◆ **WHAT THE TASK ASKS**: Count the lines in the material below that contain the word "spot", treating uppercase and lowercase as different, and give only the number.

◆ **RECORDS PROVIDED**:

......

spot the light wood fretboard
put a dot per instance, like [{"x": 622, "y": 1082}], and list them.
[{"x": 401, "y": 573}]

......

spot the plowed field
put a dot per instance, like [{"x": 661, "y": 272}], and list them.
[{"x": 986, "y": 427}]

......

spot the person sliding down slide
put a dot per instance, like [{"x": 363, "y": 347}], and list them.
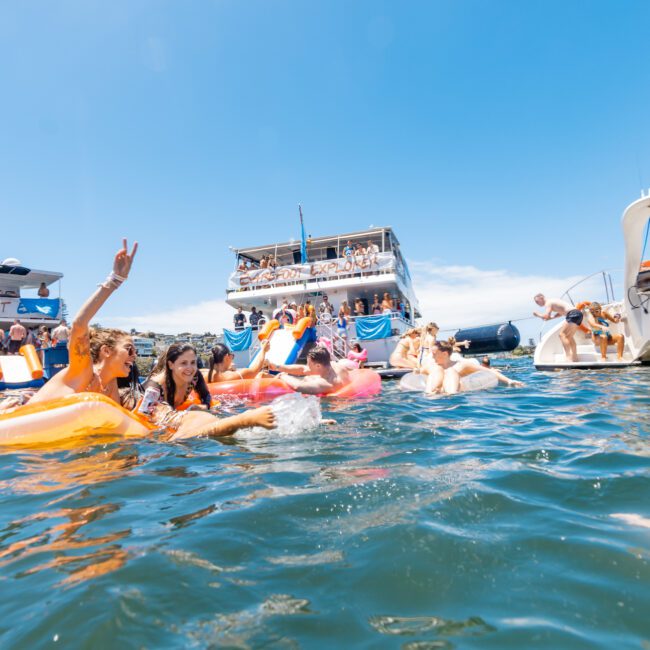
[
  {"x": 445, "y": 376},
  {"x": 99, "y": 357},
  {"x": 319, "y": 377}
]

......

◆ **FULL RESPONSE**: 3